Sunday, August 22, 2010

Liza Lou





An artist who projects a political and personal of view that shows pleasure, pin, captivity, vulnerability and injustice through her work. She took something small and made it big. She took glass beads and turned them into works of art. Some critics however do not agree that this is art; they state she is a secound-rate jewelry maker - arts and crafts person, not an artist. On the other hand some critics consider her one of the most original artists of our time. In 2002 she was awarded the MacArthur Foundation "genius" fellowship award and won $500,000.

### REQUIRED TASKS
a) What award did Liza Lou receive in 2002, according to the post about her?
b) Extend the post about Liza Lou past its final sentence.

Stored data
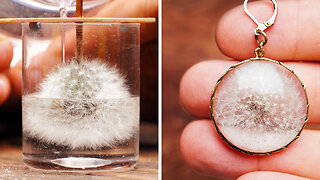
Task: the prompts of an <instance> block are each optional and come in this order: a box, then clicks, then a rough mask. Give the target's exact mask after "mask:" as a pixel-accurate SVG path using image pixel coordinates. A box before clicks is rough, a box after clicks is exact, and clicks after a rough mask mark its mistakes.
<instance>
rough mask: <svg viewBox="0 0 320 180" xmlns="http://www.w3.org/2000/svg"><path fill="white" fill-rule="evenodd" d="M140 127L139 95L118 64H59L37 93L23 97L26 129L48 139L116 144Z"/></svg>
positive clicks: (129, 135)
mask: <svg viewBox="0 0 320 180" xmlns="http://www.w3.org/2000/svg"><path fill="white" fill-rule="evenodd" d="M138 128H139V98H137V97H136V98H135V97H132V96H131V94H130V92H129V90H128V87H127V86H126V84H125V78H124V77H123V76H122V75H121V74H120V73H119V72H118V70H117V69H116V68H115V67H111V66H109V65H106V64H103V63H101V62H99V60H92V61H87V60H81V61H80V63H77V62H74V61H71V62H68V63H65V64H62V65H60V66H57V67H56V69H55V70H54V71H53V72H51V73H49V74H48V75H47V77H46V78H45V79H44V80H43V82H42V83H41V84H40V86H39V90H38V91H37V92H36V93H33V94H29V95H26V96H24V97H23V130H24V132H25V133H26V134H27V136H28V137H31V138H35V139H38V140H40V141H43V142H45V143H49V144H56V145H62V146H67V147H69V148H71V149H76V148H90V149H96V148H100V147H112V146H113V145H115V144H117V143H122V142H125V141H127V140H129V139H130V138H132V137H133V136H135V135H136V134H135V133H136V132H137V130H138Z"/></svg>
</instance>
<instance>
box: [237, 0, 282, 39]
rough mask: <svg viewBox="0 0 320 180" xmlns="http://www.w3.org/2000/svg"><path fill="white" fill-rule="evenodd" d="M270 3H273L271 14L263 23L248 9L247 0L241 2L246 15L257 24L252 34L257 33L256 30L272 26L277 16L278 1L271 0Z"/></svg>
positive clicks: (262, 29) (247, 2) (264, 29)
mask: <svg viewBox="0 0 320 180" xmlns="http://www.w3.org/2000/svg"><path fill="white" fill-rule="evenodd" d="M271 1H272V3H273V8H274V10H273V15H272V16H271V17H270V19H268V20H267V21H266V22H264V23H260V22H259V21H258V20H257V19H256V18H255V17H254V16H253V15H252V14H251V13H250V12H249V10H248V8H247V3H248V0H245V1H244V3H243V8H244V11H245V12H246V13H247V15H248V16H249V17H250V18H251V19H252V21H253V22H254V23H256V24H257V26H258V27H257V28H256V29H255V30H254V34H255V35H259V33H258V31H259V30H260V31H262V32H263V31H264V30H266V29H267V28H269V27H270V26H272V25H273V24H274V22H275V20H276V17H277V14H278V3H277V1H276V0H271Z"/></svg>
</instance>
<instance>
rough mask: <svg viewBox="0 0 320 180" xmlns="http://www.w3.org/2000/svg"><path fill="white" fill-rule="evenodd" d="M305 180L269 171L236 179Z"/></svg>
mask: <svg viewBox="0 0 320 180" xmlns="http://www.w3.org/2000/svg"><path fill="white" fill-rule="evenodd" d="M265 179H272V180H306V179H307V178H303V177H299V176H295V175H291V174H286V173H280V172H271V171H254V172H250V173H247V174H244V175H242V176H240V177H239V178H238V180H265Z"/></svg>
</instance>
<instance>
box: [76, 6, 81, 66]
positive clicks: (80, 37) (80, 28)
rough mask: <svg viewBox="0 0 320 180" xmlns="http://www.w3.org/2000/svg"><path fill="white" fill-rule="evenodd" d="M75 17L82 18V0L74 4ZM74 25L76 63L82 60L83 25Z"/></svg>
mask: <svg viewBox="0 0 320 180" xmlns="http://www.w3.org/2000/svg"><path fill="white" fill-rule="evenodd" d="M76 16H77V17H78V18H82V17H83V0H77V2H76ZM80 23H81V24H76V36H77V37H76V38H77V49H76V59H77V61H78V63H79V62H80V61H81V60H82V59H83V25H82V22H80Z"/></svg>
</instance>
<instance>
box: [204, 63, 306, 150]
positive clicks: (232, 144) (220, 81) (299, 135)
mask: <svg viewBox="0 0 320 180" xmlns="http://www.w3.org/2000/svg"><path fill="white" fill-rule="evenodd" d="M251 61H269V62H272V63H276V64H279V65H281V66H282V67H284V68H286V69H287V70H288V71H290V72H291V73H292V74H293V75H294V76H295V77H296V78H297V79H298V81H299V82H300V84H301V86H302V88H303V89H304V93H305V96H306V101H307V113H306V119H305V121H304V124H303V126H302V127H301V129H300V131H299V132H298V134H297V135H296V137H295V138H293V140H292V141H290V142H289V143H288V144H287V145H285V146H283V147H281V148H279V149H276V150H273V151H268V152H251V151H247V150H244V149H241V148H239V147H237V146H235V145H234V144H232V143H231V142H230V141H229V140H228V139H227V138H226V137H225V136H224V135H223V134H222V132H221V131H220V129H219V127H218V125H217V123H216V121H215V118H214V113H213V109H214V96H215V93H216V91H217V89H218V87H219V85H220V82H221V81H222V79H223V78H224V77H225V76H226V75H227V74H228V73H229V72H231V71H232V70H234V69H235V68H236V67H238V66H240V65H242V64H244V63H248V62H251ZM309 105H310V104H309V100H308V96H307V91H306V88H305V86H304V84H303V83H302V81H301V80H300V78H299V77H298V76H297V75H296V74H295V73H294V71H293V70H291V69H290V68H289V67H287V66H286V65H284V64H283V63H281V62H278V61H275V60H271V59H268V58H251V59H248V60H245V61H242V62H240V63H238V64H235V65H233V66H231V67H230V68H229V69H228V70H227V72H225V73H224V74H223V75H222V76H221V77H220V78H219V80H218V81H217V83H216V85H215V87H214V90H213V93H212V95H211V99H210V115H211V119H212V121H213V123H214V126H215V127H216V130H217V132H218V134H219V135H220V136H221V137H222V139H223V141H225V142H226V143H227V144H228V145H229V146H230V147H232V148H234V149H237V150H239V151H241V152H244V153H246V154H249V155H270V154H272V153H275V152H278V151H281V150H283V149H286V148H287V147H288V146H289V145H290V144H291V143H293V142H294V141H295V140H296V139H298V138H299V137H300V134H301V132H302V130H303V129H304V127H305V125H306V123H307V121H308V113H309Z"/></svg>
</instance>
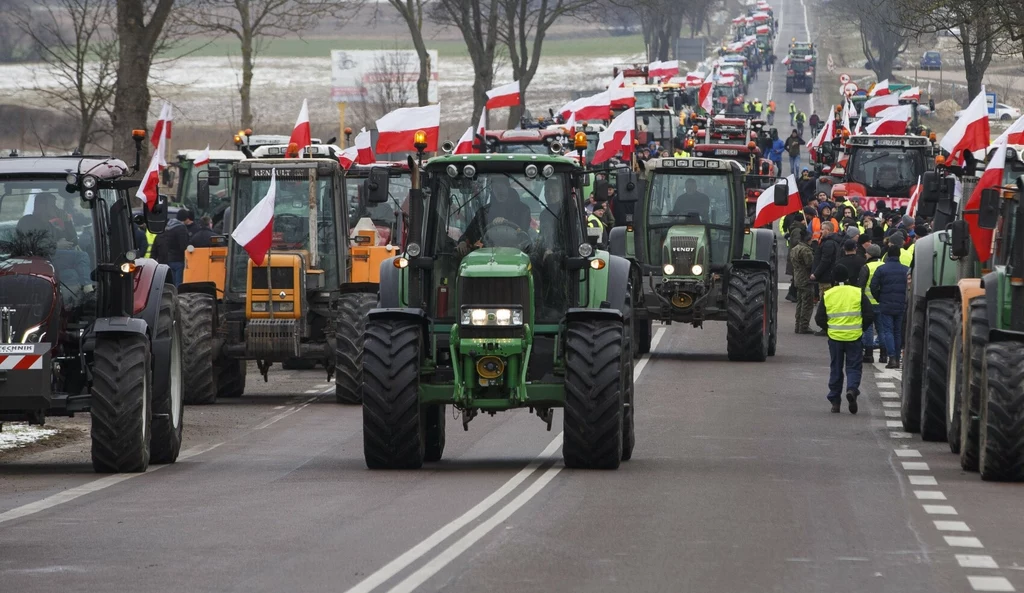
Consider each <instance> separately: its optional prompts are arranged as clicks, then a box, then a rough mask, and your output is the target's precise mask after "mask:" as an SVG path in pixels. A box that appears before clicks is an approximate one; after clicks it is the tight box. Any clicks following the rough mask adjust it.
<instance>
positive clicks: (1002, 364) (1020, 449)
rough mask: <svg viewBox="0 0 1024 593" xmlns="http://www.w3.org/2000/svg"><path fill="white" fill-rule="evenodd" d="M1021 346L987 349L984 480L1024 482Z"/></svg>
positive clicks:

==

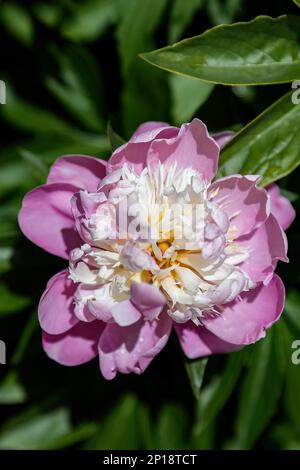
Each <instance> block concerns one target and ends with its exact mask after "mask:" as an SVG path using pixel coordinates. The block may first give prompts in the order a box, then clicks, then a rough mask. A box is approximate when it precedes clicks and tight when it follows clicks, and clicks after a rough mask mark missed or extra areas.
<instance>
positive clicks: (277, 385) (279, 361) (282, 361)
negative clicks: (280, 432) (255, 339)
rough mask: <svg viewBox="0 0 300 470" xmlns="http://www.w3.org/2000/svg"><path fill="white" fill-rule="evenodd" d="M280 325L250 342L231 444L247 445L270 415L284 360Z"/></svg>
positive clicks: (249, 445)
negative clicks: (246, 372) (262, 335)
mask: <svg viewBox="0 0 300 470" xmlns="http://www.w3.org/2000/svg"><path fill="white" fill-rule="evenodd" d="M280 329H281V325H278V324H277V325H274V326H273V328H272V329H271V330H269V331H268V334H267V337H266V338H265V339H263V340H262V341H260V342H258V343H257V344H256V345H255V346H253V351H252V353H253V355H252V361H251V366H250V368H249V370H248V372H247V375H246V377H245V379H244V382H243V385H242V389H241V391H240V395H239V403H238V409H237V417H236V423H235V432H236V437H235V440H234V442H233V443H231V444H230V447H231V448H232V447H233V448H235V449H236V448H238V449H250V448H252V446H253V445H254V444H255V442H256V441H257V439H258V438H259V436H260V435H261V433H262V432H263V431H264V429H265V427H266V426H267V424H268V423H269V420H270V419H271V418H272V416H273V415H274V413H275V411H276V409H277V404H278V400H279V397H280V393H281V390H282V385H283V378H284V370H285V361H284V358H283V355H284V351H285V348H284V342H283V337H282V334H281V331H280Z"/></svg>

### LIST OF ANSWERS
a) She received the MacArthur Foundation "genius" fellowship award, which came with $500,000.

b)
Liza Lou was born 1969 in New York City, New York. To a mother and Father that by all accounts was not suitable to be so. A story of her life called Born Again is told in an up close setting that is a 50 minute film monologue. It was said that she was tormented as a child and maybe that is what drives her as an adult. She attended The San Francisco Art Institute and studied painting. After wandering into a bead store during her first year of college she thought what a great way to paint. She soon after dropped out of school when one of her teacher told her that what she was doing was not art. She spent two years learning how to work with beads. In 1996 she presented her first piece called the Kitchen at the New Museum of Contemporary At in New York City. The piece took her five years to crate. It was a 168 square foot piece, consisting of 10 million tiny glass beads covering every surface of the suburban kitchen. This piece was a message to all women that they had to wash dishes for centuries and now she the artist does not have to anymore. In 1999 she produced Back Yard A piece measuring 600 square feet, contained over thirty million beads, of which 250,000 of the beads were the bleads of grass making up the lawn. This piece was exhibited at Grand Central Stations former main wating room. With her surpluses of work that she has produced she is most famous for Kitchen and Back Yard.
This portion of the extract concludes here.